*** Dataset entries
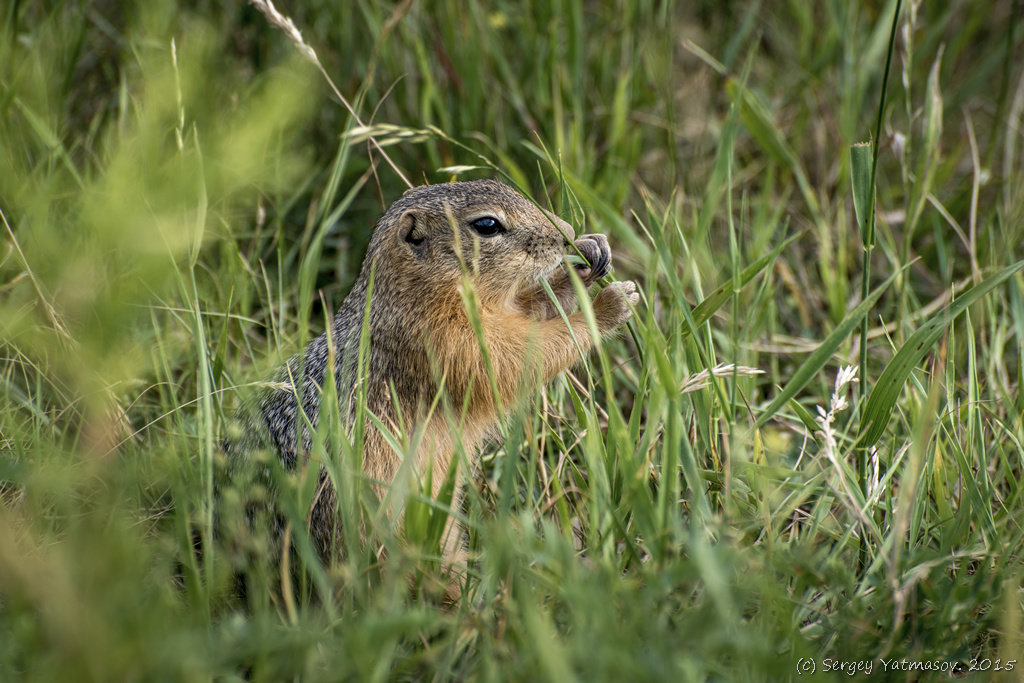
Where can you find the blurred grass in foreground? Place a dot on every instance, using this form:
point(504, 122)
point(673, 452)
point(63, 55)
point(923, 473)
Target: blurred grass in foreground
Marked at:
point(184, 211)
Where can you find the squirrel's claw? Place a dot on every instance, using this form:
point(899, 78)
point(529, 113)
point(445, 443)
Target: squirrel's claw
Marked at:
point(595, 249)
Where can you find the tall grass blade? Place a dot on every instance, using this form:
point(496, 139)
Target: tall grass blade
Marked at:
point(890, 383)
point(823, 352)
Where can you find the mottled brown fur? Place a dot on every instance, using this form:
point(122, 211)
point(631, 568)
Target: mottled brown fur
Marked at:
point(423, 254)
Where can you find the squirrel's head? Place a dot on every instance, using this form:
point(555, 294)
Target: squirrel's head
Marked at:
point(481, 227)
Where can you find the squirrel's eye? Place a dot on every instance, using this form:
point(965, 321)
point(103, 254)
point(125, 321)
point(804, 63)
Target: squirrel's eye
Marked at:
point(487, 226)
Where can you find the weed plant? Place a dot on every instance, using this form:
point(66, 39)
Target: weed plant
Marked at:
point(185, 202)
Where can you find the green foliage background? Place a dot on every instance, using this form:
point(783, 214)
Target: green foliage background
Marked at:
point(184, 203)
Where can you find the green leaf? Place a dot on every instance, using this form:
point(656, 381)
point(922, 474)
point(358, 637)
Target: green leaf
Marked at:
point(823, 352)
point(887, 389)
point(704, 310)
point(860, 165)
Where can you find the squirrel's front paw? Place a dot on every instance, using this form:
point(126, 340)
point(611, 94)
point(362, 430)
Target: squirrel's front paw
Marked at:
point(611, 305)
point(595, 249)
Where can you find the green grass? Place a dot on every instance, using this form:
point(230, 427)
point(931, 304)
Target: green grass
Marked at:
point(185, 210)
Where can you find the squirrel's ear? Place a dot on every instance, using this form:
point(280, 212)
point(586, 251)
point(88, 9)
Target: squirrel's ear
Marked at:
point(413, 233)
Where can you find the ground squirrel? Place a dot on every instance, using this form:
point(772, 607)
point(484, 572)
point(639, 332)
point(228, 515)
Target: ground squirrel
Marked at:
point(424, 250)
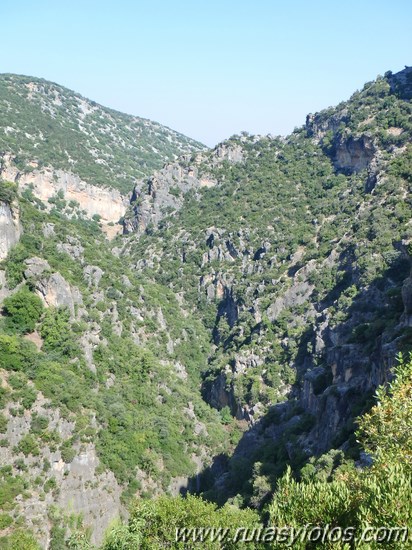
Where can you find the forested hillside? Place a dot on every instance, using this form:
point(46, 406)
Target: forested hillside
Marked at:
point(229, 343)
******
Could you rewrite everything from the line containing "Where can you find the squirrel's ear?" down to the line containing "point(424, 250)", substituting "prairie dog" for "ground squirrel" and leaving all else unchanged?

Where can you find the squirrel's ear? Place a dot on every instance, using this form:
point(280, 212)
point(586, 251)
point(88, 9)
Target: squirrel's ear
Marked at:
point(413, 233)
Where can you find the prairie dog? Place a dot on every instance, using this form:
point(772, 607)
point(484, 572)
point(639, 332)
point(228, 515)
Target: prairie dog
Marked at:
point(424, 250)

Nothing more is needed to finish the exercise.